## EXERCISE AIM
When the line containing "For every instance of the wing" appears in the entries below, begin printing there and stop after the line containing "For every instance of the blue wing"; print each of those lines exactly and no other line.

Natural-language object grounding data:
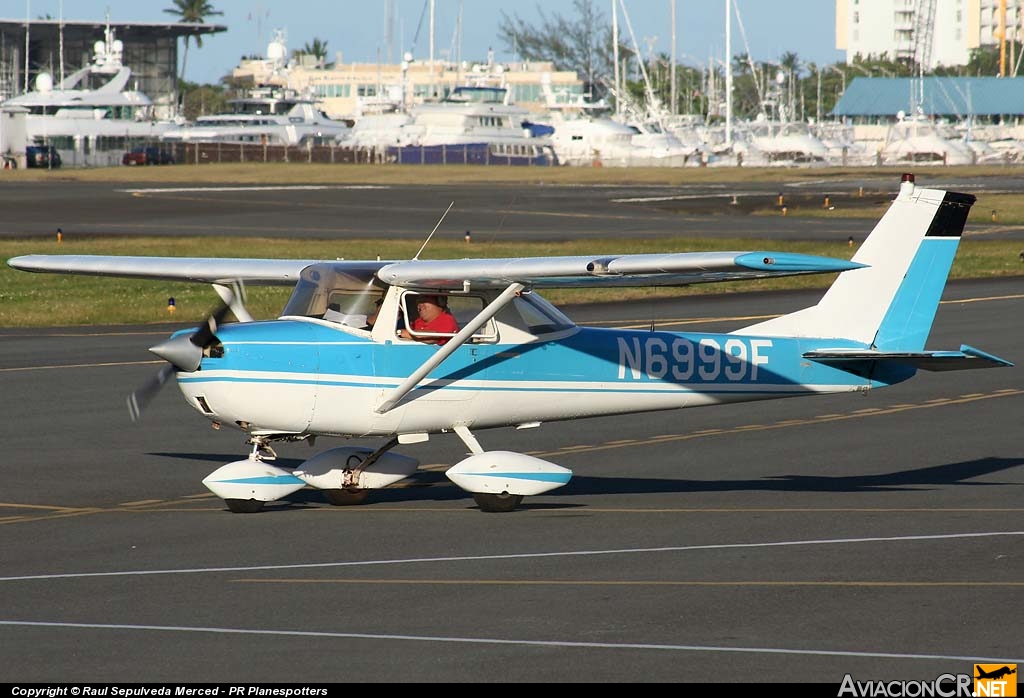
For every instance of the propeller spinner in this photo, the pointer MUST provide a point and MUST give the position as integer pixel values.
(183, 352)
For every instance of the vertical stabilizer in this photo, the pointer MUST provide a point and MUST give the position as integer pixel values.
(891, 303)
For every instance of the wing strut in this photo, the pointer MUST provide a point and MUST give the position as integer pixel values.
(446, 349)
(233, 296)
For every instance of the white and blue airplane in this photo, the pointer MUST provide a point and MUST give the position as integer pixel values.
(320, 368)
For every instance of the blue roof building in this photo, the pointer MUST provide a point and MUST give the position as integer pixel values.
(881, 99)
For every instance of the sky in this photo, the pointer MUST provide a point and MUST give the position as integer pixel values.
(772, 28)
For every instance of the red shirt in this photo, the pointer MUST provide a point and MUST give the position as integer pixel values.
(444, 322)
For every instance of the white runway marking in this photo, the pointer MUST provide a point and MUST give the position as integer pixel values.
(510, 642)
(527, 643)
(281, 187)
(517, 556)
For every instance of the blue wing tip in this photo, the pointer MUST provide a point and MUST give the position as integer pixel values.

* * *

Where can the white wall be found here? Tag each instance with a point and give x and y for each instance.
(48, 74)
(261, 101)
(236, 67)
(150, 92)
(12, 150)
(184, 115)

## ANSWER TO THIS EXERCISE
For every instance of the wing strut in this photo, the pointer MUST provide a point and MUST give the position as integer pixel values.
(446, 349)
(233, 296)
For every instance of the white and blue airplane in this photo, the pointer MUST provide a point and MUST give the position as integer pixel values.
(320, 368)
For every instance of the blue roof building in this photo, the pointer MUST provide a point and MUST give the position as integer pixel values.
(881, 99)
For every instance of the sky in this photo, the pointer MUST provide a point and MUST give the position as integer pixel values.
(772, 28)
For every instance of the red shirt in this photo, the pointer MUST provide a point and MUST give the position as integer pixel values.
(444, 322)
For every instance of the white runway marking in this photo, the pointer MUST provide a point and MUST give the position as integer pixel values.
(510, 642)
(527, 643)
(281, 187)
(517, 556)
For every instance of the blue wing tip in this photo, the pointer MUST provide a point and MUST give the position as integer pixel values.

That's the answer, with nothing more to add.